● Liste des consignes
1: Pour chacune des affirmations (a), (b) et (c) ci-dessous, indiquez par oui ou par non si elle concorde avec le texte présenté, en citant à l'appui les mots décisifs de celui-ci.
(a) Londres et Washington ont créé des institutions de défense de l'« anglophonie ».
(b) Les Européens comptent parmi les plus zélés des « colonisés » locaux.
(c) Le dispositif d'espionnage planétaire de la NSA a été révélé par Edward Snowden.
2: Répondez aux questions suivantes d'après le texte présenté :
(a) Outre les échanges internationaux, dans quels domaines l'anglais doit-il s'imposer comme langue « naturelle » ?
(b) Comment la galaxie communicationnelle anglo-saxonne présente-t-elle ceux qui refusent de se plier à cette volonté hégémonique ?
(c) Quel organisme a mis en place l'énorme dispositif d'espionnage planétaire ?

● Texte présenté
A Londres et à Washington, la démarche est tout autre : pas de grands discours ni d’institutions de défense de l’ « anglophonie », mais une action permanente, discrète et persévérante pour imposer l’anglais comme langue « naturelle » des échanges internationaux, de la science, de la technologie, des forces armées et des industries du divertissement. En conséquence, et avec le soutien actif des « colonisés » locaux – les Européens figurant parmi les plus zélés –, la toute-puissante galaxie communicationnelle anglo-saxonne présente ceux qui refusent encore de se plier à cette volonté hégémonique comme autant de passéistes, de protectionnistes, voire de nationalistes. S’il existait le moindre doute sur le potentiel de solidarité politique induit par l’usage partagé d’une langue maternelle [1], il suffit d’observer l’énorme dispositif d’espionnage planétaire mis en place par l’Agence nationale de sécurité (NSA) des Etats-Unis et révélé par Edward Snowden.

● Enregistrements extraits
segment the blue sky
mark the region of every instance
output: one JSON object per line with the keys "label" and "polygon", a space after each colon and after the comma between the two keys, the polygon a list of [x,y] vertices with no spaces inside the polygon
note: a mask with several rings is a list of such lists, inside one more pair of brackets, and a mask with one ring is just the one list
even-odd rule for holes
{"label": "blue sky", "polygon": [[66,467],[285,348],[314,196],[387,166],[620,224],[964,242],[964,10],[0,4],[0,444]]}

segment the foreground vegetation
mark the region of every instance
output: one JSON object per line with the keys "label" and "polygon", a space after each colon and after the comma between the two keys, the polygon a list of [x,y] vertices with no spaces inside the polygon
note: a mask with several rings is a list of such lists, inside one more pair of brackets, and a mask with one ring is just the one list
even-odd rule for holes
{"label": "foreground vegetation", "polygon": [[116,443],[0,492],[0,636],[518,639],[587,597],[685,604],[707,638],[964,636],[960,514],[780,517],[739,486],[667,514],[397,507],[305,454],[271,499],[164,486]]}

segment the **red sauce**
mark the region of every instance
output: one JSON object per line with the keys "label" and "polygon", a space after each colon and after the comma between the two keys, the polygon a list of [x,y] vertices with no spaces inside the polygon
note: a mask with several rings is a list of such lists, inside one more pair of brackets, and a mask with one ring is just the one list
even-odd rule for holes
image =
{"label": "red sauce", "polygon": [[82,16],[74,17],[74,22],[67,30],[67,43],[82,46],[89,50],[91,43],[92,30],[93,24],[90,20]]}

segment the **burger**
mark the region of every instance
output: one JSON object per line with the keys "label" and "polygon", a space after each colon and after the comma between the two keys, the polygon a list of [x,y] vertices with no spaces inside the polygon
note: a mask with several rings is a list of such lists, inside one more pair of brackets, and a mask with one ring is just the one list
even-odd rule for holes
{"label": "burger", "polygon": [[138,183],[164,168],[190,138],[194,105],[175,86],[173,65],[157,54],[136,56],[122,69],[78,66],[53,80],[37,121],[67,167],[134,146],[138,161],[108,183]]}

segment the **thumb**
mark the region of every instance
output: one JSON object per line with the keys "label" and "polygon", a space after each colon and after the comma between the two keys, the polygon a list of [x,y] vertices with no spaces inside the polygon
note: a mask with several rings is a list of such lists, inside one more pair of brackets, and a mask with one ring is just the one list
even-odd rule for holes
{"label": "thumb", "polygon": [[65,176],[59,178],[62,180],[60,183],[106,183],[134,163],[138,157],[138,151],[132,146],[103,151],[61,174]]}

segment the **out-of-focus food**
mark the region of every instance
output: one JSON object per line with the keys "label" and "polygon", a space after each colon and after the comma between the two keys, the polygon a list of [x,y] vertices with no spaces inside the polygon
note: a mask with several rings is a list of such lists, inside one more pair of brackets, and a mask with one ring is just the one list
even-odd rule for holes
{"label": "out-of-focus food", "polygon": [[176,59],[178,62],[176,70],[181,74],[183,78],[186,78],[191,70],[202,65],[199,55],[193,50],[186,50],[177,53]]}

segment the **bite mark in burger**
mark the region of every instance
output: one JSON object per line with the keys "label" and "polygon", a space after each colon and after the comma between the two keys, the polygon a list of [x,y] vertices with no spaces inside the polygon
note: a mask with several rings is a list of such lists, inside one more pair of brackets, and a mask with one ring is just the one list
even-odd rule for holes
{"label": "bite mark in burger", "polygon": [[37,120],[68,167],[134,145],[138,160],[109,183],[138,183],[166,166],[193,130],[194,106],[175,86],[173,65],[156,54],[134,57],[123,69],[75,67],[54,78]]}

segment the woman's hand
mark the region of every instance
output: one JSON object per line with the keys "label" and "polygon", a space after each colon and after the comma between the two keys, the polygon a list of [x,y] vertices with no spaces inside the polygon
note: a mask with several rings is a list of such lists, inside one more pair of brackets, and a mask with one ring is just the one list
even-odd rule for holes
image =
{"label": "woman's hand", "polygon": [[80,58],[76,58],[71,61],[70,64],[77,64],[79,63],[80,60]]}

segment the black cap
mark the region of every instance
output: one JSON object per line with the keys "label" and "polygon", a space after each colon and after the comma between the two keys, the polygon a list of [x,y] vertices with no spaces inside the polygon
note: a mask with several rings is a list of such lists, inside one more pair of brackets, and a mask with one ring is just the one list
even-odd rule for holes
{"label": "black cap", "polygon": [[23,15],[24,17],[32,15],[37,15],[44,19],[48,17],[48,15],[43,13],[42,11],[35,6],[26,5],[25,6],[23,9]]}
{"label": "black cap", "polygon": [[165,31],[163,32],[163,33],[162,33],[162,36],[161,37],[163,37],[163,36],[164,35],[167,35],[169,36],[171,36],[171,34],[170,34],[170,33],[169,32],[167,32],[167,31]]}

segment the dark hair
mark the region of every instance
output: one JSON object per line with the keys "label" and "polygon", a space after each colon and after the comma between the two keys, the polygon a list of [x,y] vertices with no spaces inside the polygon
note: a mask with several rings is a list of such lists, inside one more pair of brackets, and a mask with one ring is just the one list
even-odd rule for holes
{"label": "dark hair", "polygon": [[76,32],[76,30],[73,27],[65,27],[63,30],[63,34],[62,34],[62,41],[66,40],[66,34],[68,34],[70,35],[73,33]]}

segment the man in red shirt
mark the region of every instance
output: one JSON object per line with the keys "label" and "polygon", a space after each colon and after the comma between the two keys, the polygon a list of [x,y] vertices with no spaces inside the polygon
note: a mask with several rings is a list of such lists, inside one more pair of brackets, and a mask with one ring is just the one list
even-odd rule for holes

● Réponses attendues
1:
(a) Non : “pas de grands discours ni d’institutions de défense de l’ « anglophonie »”
(b) Oui : “les Européens figurant parmi les plus zélés”
(c) Oui : “révélé par Edward Snowden”

2:
(a) La science, la technologie, les forces armées et les industries du divertissement.
(b) Comme autant de passéistes, de protectionnistes, voire de nationalistes.
(c) L'Agence nationale de sécurité (NSA) des Etats-Unis.